### PROBLEM
Give back every entry below, exactly as written.

### INFORMATION
◇ ◇ ◇ ◇ ◇ ◇ ◇

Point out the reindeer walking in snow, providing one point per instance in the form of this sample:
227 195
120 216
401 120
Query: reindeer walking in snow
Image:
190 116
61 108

◇ ◇ ◇ ◇ ◇ ◇ ◇

### EXERCISE RESULT
Point out the reindeer walking in snow, providing one point per instance in the form of this sample:
227 195
120 216
401 120
Query: reindeer walking in snow
Image:
190 116
61 108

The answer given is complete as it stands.